---------- Records ----------
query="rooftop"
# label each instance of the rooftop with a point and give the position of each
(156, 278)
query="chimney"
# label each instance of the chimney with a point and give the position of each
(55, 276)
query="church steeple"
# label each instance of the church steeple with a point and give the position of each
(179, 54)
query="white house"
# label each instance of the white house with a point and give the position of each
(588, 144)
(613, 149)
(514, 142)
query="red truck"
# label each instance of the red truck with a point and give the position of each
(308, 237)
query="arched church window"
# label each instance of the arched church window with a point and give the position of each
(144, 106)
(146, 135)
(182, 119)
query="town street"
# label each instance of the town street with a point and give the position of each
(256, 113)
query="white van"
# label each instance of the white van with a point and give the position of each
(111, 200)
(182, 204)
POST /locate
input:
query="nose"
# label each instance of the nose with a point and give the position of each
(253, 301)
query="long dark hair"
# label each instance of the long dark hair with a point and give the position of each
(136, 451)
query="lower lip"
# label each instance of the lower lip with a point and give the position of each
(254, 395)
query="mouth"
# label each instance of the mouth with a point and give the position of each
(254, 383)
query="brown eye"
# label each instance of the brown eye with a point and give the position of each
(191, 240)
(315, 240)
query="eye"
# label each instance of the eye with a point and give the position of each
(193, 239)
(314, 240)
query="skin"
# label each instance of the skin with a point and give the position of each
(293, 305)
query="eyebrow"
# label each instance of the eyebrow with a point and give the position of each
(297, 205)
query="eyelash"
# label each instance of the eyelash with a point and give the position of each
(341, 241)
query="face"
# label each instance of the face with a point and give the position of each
----------
**The request**
All of the entries above must be quoted exactly.

**Exercise output**
query="rooftop"
# label each instance of the rooftop with a point and give the position of each
(156, 278)
query="chimney"
# label each instance of the chimney with a point and give the position of each
(55, 276)
query="church steeple"
# label each instance of the church steeple with a point and give the position of each
(179, 54)
query="white house"
# label each instance of the white house with a point and give the position of each
(588, 144)
(613, 149)
(514, 142)
query="red truck"
# label each instance of the red truck with a point and give the position of each
(308, 237)
query="arched church window"
# label each instance of the arched church window with a point and give the position of each
(144, 106)
(146, 135)
(182, 119)
query="town street"
# label each instance of the town street with a point and give the position of each
(256, 113)
query="white van"
# label each instance of the white van with a point and give the position of each
(111, 200)
(182, 204)
POST /locate
input:
query="nose"
# label each instance of the nose with a point and give the position of each
(253, 301)
query="long dark hair"
# label each instance of the long dark hair with a point and give the position of each
(136, 451)
query="lower lip"
# label each instance of the lower lip with a point and give the position of each
(254, 395)
query="mouth"
# label each instance of the mouth with a point and give the position of each
(254, 383)
query="brown eye"
# label each instance of the brown eye with a point and give the position of each
(191, 240)
(315, 240)
query="eye"
# label each instance of the eye with a point and give the position of each
(193, 239)
(314, 240)
query="skin"
# label each instance of the skin with a point and give the position of each
(293, 305)
query="eyebrow"
# label each instance of the eyebrow with a point and give the position of each
(297, 205)
query="eyelash"
# label each instance of the eyelash with a point and give the position of each
(341, 241)
query="face"
# label each instance of the face with a point and give the position of each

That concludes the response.